■ GIVEN PROBLEM ■
Copy the data exactly; pictures stay out of the copy.

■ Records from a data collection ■
▽
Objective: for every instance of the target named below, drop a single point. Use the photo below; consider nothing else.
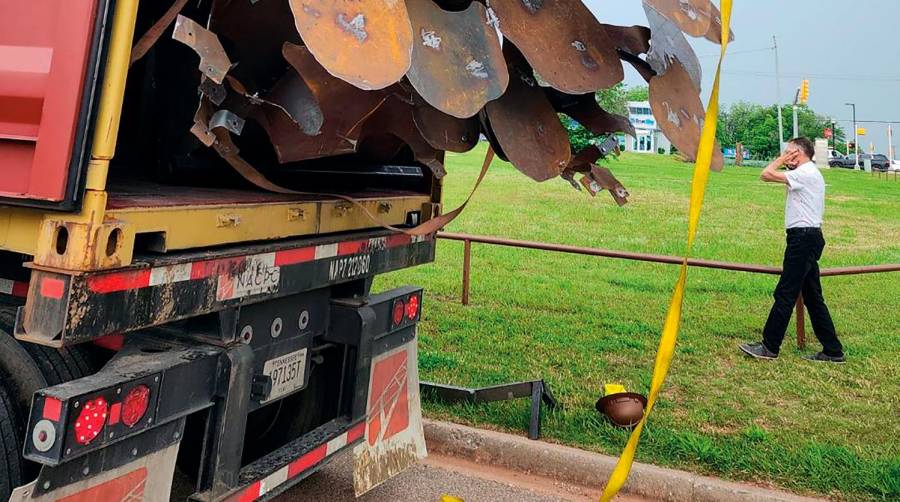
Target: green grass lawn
(580, 322)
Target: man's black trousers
(800, 275)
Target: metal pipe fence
(468, 239)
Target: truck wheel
(57, 365)
(10, 462)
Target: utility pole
(778, 98)
(796, 127)
(890, 143)
(855, 136)
(833, 134)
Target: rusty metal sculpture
△
■ RESULT OF THE EXERCISE ■
Objective: for every instance of the target named below, drop a single point. Use the photo below; consider nothing else.
Target: green grass lawn
(580, 322)
Target: man's black trousers
(800, 275)
Target: metal pipe fence
(468, 239)
Target: truck wheel
(57, 365)
(10, 462)
Target: utility pole
(778, 98)
(796, 127)
(890, 143)
(855, 136)
(833, 134)
Target: rusty metal sculpture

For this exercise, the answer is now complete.